Copy out the stretch of the data from the line containing "fur patch on" through the end of the data, word for word. Leave the pictures out.

****************

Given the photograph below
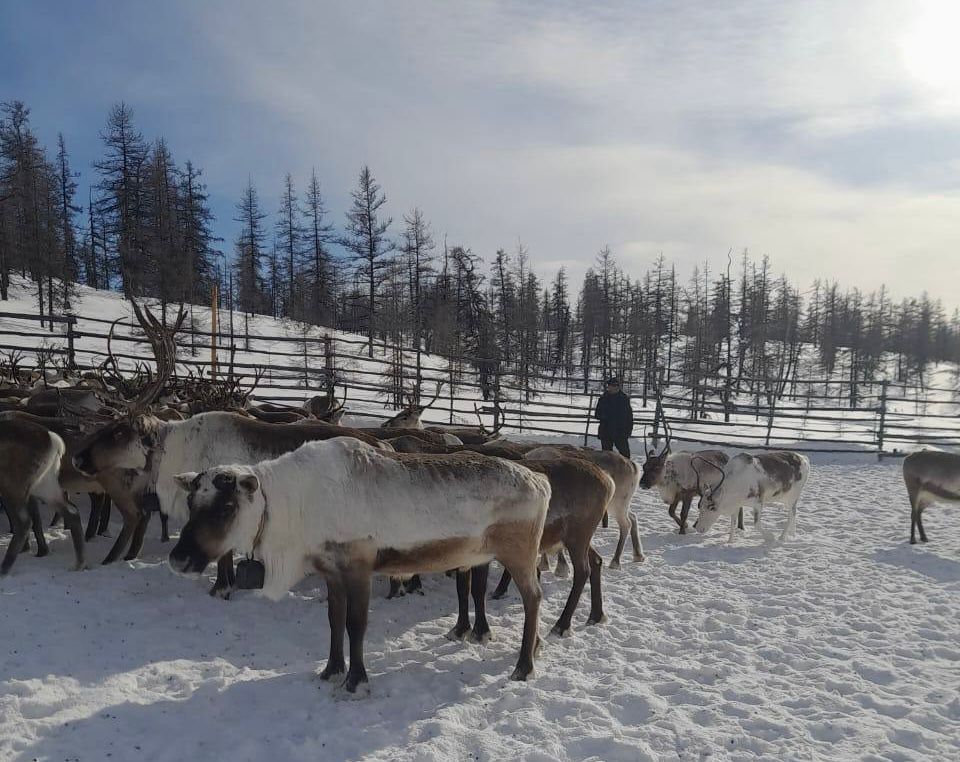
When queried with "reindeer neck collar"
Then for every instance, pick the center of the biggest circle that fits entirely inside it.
(261, 528)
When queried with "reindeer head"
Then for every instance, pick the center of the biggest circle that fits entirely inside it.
(127, 444)
(710, 495)
(226, 511)
(656, 463)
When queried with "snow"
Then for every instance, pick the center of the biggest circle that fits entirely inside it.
(841, 643)
(932, 414)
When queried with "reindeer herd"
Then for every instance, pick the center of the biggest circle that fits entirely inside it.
(296, 492)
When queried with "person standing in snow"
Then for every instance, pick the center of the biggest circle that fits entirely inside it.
(616, 418)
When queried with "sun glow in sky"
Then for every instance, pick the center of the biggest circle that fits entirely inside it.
(931, 50)
(824, 134)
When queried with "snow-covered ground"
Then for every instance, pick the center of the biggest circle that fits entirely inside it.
(913, 417)
(842, 643)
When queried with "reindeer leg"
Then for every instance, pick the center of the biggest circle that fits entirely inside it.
(104, 527)
(72, 521)
(395, 587)
(635, 540)
(913, 491)
(624, 522)
(131, 519)
(596, 598)
(923, 535)
(523, 571)
(358, 604)
(94, 519)
(337, 617)
(580, 558)
(562, 569)
(33, 510)
(136, 543)
(20, 519)
(672, 510)
(481, 628)
(413, 585)
(684, 512)
(502, 586)
(462, 627)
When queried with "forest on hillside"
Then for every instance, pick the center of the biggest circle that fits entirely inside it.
(146, 229)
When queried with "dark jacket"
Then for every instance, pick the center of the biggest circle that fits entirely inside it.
(615, 415)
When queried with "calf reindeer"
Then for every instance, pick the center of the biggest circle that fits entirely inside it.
(930, 477)
(31, 458)
(349, 511)
(753, 480)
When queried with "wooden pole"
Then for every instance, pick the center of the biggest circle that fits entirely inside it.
(214, 299)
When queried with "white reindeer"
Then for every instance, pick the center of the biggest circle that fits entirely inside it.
(348, 510)
(754, 480)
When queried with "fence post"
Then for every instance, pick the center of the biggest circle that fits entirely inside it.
(883, 418)
(328, 356)
(450, 372)
(71, 357)
(586, 428)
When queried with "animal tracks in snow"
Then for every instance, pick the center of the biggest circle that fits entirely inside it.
(840, 643)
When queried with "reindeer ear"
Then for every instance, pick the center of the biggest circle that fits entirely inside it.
(185, 481)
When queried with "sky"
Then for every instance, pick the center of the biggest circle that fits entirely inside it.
(825, 135)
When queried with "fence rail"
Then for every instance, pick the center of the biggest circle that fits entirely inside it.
(294, 367)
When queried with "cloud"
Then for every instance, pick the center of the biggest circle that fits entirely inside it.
(800, 130)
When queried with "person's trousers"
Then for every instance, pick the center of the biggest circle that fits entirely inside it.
(621, 442)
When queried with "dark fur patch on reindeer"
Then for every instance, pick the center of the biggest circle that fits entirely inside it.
(783, 467)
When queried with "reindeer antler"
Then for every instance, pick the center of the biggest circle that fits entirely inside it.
(723, 474)
(164, 352)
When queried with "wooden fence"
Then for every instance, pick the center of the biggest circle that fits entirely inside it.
(887, 419)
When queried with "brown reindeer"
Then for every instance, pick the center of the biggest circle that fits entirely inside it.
(31, 456)
(931, 477)
(579, 494)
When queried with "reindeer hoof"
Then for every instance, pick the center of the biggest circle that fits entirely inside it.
(479, 638)
(458, 633)
(329, 673)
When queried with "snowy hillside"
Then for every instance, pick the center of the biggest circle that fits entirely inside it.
(293, 355)
(841, 643)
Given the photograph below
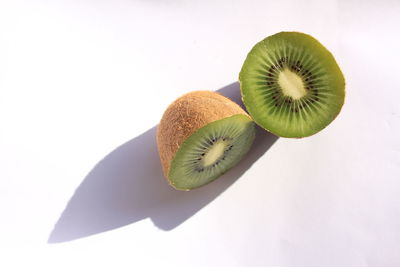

****************

▸ Solution to this task:
When queried with "dark fur patch on reindeer"
Then for every instance, pick the center of the biggest circle that fits entirely inside it.
(783, 467)
When queried with "reindeer antler"
Then for every instance, pick the center of the biggest circle that fits entirely inside it.
(723, 474)
(164, 352)
When queried with "wooden fence"
Then for every instance, pick the center of the biggest circle that fits entirely inside it.
(887, 419)
When queried with "brown reindeer"
Then for every instance, pick the center of the biggest circle that fits entirely inside it.
(31, 456)
(931, 477)
(579, 494)
When queried with "reindeer hoof"
Then for every instance, pick the center of the biggest circle that fits entirely inside it.
(479, 638)
(458, 633)
(329, 673)
When queried with "snowy hillside"
Then for every instance, pick the center of the biggest circle that fits entirely inside it.
(293, 355)
(841, 643)
Given the photograph below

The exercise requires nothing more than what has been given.